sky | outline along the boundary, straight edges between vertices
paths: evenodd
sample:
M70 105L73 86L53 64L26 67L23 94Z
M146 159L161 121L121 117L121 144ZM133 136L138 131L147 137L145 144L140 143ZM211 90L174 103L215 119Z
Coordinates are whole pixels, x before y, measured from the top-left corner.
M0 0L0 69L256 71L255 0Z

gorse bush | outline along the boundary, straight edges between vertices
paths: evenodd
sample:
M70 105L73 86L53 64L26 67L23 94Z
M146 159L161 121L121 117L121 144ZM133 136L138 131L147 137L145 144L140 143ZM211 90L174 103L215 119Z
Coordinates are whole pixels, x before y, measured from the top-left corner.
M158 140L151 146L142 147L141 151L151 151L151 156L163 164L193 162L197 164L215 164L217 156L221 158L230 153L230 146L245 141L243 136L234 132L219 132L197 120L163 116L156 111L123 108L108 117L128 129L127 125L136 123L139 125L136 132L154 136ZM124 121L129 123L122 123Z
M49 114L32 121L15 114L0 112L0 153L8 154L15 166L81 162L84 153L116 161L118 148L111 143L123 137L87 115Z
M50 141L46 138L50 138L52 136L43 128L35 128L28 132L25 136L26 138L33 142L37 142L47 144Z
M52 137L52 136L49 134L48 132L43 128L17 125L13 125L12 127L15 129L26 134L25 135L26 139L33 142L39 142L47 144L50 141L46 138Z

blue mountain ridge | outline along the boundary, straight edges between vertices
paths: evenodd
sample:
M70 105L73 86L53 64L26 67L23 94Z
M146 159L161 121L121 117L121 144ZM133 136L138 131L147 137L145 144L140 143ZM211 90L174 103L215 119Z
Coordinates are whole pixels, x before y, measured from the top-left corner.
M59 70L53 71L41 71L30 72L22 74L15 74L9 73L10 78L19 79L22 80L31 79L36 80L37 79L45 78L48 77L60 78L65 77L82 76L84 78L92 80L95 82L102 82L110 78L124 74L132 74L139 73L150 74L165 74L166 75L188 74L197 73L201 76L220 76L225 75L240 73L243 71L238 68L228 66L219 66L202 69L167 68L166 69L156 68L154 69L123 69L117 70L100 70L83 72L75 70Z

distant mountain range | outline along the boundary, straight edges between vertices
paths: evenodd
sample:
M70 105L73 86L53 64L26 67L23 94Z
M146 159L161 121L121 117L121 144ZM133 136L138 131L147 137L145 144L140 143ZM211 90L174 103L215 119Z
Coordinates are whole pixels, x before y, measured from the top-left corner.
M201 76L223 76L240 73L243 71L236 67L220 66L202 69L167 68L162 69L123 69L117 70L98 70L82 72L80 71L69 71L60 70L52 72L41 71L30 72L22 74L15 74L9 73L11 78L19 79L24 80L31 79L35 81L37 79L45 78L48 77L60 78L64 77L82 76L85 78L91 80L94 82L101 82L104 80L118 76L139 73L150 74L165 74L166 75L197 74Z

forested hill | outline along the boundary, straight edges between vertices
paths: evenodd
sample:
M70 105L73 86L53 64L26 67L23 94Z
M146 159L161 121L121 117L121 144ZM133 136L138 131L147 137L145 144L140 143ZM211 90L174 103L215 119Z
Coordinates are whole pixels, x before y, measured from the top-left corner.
========================================================================
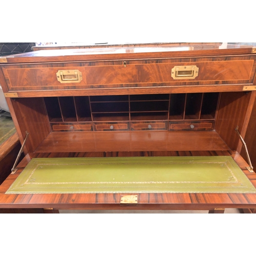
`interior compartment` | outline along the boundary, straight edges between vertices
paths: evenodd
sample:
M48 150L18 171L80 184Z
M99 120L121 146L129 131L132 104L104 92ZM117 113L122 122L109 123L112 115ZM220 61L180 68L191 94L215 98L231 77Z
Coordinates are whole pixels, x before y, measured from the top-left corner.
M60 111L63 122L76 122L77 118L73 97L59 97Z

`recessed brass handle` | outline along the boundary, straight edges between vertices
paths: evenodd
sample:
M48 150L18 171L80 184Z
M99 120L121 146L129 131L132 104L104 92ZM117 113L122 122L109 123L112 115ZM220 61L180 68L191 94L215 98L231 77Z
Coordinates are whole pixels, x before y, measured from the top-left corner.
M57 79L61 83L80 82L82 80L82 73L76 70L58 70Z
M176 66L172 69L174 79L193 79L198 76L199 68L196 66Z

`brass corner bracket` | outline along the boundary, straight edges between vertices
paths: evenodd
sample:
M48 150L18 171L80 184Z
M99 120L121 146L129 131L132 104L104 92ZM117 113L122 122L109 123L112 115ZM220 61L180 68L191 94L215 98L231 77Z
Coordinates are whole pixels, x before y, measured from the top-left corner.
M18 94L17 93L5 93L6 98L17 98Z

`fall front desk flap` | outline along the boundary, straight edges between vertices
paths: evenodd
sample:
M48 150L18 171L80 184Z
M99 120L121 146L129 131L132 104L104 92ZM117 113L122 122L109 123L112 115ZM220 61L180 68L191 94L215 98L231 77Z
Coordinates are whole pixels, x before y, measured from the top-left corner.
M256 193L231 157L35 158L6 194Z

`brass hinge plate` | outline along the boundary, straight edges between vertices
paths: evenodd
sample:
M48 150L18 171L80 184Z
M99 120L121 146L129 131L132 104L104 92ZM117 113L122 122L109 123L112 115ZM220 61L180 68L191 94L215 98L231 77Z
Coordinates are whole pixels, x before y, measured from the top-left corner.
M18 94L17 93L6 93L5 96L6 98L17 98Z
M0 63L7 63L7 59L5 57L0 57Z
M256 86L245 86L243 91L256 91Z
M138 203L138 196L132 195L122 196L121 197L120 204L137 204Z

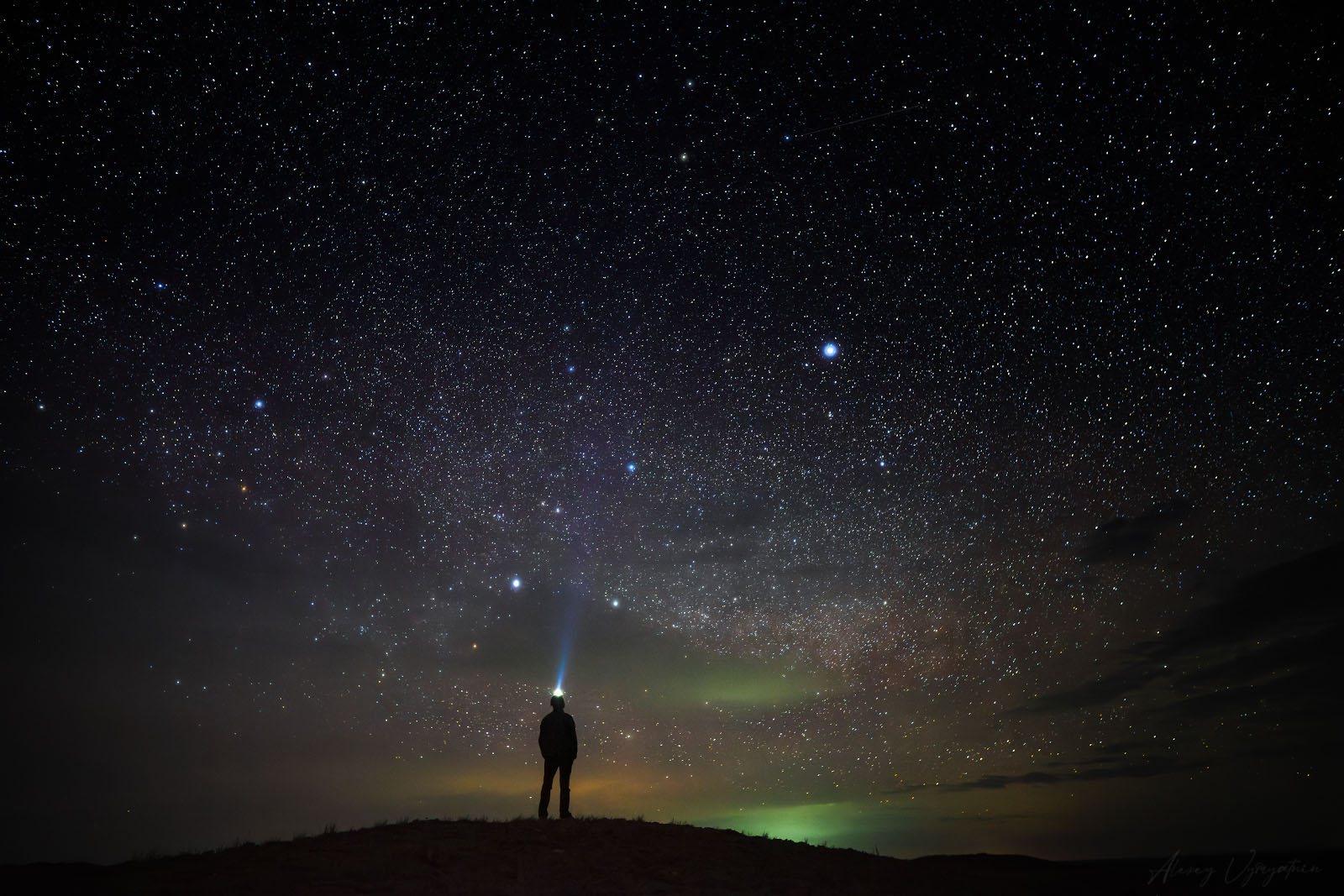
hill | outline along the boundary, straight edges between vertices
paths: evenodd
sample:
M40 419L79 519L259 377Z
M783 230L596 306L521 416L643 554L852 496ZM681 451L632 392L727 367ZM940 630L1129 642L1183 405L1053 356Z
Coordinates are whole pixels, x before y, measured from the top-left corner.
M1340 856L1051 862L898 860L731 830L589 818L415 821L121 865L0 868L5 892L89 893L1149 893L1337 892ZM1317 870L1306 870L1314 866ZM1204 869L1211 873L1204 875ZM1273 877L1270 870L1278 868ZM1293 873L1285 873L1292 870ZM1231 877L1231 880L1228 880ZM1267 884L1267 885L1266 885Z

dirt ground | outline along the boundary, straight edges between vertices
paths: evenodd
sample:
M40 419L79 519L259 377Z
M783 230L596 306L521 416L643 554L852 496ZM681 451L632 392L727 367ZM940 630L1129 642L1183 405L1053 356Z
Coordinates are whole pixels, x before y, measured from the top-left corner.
========================================================================
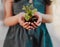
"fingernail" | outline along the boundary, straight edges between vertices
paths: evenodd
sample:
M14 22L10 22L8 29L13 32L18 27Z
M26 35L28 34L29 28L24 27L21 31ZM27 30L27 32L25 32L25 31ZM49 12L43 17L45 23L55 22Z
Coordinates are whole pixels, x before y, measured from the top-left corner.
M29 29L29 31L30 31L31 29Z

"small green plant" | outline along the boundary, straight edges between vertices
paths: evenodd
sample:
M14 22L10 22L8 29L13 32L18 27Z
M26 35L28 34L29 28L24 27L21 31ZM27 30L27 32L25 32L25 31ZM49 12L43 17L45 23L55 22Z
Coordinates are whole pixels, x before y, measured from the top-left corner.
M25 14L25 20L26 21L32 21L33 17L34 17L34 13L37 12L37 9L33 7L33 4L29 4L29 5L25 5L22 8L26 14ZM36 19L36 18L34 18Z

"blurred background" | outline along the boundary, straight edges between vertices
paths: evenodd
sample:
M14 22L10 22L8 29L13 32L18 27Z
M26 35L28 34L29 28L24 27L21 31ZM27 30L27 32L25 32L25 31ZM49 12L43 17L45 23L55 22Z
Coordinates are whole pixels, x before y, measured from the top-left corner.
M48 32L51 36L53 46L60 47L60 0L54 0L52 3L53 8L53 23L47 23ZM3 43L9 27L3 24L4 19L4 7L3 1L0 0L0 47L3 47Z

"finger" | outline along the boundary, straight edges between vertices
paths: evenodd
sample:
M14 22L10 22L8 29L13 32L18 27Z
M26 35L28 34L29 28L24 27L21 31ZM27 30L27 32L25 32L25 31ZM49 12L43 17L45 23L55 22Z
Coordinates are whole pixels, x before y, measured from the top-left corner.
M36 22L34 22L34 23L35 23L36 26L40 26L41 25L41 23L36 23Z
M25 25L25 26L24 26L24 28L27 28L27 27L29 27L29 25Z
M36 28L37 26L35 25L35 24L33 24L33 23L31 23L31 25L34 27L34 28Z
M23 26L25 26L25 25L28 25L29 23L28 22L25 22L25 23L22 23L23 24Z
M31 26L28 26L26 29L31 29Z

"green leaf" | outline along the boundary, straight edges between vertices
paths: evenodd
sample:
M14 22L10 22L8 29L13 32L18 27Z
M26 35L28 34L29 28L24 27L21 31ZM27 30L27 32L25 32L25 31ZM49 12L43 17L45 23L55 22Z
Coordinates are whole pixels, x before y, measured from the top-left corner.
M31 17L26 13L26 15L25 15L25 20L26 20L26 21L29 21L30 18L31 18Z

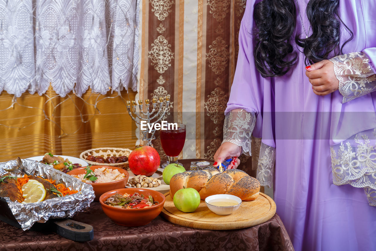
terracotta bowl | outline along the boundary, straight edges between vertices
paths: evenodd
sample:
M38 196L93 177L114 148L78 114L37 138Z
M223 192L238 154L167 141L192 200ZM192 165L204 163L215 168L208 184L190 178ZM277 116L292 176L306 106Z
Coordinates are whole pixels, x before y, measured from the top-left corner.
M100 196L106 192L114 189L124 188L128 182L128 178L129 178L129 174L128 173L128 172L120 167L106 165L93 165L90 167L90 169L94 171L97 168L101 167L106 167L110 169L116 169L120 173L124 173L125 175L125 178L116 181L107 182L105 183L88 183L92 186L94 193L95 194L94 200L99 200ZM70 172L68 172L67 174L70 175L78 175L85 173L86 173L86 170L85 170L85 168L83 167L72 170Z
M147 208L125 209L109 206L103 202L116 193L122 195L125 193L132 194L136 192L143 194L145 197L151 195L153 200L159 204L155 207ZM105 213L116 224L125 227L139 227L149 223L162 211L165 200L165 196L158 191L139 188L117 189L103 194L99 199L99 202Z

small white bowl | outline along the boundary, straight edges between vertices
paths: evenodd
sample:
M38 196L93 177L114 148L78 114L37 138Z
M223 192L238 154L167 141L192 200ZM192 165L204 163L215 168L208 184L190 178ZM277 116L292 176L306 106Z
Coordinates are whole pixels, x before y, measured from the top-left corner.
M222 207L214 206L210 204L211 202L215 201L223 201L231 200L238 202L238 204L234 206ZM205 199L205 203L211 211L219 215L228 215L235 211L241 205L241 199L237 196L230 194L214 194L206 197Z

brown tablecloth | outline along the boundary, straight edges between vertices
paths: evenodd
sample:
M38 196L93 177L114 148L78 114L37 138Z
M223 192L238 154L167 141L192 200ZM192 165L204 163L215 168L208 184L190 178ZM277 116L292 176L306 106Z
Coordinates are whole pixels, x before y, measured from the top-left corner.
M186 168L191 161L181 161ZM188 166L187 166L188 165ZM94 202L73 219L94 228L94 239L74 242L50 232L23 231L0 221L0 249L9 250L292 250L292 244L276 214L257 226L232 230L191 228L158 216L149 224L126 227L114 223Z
========================================================================
Short exercise:
Quote the listing word for word, from the line with "small white bowl" to the line with "M186 168L191 161L181", including both of those lines.

Result of the exercise:
small white bowl | outline along the boundary, straight edges between vertices
paths: evenodd
sample:
M38 196L93 177L114 148L78 114L37 138Z
M223 192L238 154L167 141L192 200ZM192 165L204 163L215 168L208 184L190 178ZM277 116L292 176L306 106Z
Coordinates are whole pixels, x before y, measured from the top-left corner.
M222 207L214 206L210 204L211 202L215 201L223 201L231 200L238 202L238 204L234 206ZM205 199L205 203L211 211L219 215L228 215L235 211L241 205L241 199L237 196L230 194L214 194L206 197Z

brown tablecloth | outline along the boundary, straight edges between vertices
paths: evenodd
sample:
M38 196L93 177L114 148L78 114L37 138Z
M223 192L238 154L167 141L192 200ZM192 165L204 163L215 168L208 184L190 178ZM277 116L292 176L306 106Z
Coordinates are whole pixels, x before y, measured from the top-left corner.
M186 168L191 161L181 161ZM188 166L187 166L188 165ZM94 202L73 219L94 228L94 239L74 242L50 232L23 231L0 221L0 249L9 250L292 250L292 244L276 214L257 226L232 230L191 228L158 216L149 224L126 227L114 223Z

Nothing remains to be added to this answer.